-- DATA FOR THIS EXERCISE follows --

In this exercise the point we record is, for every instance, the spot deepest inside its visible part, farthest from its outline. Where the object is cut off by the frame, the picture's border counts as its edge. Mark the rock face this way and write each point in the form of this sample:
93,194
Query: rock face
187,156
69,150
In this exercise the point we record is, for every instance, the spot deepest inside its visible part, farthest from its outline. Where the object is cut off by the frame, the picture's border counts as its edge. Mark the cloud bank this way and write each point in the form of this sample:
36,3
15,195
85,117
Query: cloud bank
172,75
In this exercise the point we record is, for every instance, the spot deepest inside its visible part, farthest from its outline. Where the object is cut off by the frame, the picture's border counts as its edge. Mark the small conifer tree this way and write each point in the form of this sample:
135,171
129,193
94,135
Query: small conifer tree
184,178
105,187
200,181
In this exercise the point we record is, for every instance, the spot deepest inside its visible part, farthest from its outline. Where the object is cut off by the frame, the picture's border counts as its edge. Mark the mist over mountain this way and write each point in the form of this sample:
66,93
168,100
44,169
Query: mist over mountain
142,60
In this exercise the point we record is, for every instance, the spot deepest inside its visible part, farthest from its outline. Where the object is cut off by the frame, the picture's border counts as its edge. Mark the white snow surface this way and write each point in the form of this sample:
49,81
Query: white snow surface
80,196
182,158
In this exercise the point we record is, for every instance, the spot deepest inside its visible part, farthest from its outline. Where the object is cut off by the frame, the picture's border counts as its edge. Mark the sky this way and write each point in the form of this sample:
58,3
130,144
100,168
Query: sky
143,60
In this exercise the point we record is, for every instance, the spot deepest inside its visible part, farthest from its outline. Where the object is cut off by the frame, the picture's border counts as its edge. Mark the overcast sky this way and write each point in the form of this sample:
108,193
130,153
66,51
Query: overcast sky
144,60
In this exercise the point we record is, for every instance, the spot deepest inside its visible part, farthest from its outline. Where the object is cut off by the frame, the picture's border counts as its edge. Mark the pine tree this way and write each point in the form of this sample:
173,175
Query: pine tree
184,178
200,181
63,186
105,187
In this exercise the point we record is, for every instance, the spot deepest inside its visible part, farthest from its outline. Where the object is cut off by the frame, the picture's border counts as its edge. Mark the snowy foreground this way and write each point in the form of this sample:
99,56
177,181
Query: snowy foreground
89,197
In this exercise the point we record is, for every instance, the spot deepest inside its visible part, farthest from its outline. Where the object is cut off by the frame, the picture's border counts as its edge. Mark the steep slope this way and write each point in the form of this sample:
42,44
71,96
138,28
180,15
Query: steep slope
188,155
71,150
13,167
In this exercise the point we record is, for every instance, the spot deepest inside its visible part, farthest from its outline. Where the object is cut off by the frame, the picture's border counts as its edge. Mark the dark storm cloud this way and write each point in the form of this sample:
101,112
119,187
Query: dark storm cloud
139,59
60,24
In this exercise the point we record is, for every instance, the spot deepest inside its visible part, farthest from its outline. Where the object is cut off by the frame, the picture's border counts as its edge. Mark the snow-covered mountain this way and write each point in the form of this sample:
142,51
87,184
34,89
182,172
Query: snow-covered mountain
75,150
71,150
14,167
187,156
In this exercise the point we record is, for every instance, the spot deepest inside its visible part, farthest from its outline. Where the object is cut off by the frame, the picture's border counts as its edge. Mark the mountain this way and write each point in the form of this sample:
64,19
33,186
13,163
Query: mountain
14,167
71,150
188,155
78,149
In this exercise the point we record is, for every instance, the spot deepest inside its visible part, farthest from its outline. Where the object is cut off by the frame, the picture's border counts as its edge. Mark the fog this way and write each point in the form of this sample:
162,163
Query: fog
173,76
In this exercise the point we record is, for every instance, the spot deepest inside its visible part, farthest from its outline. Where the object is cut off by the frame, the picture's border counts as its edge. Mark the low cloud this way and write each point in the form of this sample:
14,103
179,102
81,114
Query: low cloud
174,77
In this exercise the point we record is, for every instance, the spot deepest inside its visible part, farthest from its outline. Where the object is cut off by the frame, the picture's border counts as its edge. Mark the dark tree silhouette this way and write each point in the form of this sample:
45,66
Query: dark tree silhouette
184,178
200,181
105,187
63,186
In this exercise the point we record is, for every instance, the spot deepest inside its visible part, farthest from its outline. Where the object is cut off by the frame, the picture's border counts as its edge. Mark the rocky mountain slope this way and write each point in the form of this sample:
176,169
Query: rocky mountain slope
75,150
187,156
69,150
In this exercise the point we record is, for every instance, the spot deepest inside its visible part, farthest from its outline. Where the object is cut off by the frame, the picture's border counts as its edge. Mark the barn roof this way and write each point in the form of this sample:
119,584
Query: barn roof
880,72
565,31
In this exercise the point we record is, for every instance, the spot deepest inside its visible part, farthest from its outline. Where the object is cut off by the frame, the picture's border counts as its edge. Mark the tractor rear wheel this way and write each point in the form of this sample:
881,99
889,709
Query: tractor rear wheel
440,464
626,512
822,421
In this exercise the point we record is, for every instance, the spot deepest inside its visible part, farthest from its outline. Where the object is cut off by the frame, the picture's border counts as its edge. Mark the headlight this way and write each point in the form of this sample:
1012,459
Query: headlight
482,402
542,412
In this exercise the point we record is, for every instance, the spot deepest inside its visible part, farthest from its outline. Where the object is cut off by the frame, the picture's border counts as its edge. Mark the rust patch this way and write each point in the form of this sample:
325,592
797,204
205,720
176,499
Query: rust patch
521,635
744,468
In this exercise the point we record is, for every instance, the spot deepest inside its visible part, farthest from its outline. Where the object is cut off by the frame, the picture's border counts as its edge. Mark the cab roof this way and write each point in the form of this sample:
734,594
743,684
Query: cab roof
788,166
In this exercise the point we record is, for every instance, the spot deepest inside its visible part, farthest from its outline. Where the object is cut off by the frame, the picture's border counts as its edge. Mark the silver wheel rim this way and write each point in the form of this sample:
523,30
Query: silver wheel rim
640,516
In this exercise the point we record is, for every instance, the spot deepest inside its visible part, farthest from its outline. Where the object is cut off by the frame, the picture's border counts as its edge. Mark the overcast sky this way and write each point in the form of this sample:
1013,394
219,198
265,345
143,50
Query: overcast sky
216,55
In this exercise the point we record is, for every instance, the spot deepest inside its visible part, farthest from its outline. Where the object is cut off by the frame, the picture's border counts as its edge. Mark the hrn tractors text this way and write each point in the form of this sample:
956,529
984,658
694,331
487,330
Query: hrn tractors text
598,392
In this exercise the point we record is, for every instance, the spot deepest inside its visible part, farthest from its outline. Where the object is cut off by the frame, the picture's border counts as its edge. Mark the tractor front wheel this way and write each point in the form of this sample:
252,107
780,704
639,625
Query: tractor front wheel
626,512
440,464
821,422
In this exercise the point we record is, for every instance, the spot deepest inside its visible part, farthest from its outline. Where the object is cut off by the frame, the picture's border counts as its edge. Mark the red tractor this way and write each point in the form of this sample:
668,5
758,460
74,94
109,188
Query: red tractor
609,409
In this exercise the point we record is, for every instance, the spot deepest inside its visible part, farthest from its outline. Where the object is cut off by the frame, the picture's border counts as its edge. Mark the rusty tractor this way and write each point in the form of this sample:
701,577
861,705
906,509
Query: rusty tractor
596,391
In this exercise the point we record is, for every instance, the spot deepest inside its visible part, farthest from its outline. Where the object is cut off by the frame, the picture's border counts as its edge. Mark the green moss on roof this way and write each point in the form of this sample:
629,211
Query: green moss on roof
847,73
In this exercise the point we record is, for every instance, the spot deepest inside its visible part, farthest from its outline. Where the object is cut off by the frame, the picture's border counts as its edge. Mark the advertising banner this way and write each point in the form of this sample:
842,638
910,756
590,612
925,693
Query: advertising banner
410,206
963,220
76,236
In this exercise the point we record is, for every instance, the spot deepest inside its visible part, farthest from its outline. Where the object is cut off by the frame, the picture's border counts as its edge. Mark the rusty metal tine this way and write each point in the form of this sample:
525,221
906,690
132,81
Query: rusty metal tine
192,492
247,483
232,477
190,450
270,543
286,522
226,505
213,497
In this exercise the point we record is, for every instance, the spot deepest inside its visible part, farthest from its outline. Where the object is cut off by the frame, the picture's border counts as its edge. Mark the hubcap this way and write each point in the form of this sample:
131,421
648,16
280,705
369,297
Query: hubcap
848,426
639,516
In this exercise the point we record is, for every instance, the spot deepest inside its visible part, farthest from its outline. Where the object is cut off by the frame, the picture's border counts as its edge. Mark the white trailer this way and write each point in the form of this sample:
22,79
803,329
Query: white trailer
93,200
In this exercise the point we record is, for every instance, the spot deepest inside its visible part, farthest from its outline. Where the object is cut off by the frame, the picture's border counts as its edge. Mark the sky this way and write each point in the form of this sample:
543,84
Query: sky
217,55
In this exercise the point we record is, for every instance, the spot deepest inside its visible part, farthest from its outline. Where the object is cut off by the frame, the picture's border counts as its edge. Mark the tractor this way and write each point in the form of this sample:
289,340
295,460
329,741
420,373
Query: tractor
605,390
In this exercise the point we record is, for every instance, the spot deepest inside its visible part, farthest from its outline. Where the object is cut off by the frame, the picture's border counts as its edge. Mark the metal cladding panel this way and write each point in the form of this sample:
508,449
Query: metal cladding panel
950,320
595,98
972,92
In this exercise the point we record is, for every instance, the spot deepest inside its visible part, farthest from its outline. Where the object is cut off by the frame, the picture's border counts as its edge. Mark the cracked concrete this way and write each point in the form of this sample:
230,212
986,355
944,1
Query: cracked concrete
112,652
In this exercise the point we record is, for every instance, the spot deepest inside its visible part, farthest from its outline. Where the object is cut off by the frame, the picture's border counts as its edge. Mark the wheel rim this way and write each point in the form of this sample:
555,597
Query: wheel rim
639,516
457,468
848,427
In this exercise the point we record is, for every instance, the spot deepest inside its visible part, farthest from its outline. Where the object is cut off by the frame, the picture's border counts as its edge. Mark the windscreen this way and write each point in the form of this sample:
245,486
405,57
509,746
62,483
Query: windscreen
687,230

-- DATA FOR THIS EXERCISE concluded --
-- DATA FOR THIS EXERCISE follows --

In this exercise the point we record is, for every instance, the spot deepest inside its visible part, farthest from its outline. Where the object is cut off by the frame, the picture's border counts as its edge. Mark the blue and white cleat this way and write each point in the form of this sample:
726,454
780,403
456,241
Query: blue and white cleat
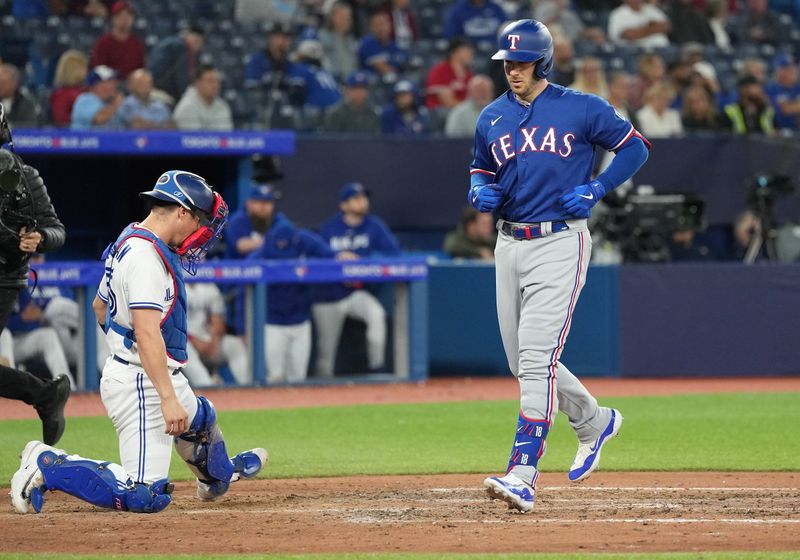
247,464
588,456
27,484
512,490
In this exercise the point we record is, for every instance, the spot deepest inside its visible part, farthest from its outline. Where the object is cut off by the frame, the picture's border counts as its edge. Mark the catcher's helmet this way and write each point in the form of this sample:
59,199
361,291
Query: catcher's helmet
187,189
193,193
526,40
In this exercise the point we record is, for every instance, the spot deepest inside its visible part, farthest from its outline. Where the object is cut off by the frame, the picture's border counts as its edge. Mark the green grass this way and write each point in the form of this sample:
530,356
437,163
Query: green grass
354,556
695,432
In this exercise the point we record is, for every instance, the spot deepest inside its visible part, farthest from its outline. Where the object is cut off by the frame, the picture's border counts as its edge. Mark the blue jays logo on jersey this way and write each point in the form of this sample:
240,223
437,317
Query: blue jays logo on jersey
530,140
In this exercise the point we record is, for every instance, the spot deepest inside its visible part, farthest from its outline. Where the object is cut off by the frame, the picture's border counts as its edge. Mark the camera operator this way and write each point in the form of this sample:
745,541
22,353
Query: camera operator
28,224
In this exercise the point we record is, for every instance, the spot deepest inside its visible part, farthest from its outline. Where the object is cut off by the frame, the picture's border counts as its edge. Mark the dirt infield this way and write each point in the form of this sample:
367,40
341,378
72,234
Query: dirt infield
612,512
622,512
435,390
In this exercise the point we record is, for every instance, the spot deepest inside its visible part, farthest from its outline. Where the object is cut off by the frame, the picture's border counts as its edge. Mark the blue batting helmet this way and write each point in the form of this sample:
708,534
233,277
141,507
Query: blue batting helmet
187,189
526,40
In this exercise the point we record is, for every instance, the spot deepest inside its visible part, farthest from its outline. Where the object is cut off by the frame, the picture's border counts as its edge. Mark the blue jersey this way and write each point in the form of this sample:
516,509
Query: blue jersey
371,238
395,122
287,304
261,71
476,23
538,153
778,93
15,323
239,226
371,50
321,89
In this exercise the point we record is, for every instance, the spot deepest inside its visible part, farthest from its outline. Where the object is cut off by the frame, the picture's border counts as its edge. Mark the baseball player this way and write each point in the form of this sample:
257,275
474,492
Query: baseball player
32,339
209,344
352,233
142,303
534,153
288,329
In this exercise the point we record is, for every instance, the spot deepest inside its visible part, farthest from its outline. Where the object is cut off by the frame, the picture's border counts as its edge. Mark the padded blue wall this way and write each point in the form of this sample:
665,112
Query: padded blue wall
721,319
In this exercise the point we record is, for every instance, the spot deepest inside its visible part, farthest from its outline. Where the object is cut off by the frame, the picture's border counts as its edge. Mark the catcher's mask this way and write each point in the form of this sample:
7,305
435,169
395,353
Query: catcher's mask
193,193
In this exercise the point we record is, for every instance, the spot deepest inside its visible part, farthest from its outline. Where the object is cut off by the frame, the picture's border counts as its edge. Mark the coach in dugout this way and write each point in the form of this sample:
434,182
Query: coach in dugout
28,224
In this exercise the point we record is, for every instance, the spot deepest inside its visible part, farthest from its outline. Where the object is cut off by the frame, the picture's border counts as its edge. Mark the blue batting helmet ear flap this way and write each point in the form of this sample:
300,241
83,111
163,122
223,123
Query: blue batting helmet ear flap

-- DATA FOR THIS EXERCISE concluded --

Lines from the entries that contain the string "flap" must be found and copied.

In this exercise the point we record is, for every instance, the spot deepest inside its visible part, farthest from its outline. Where the object is cut off by the frame, the picture's border counts as its edge. Mark the blue batting helmet ear flap this way and write each point in the form of this sample:
Query: blue batting helmet ear flap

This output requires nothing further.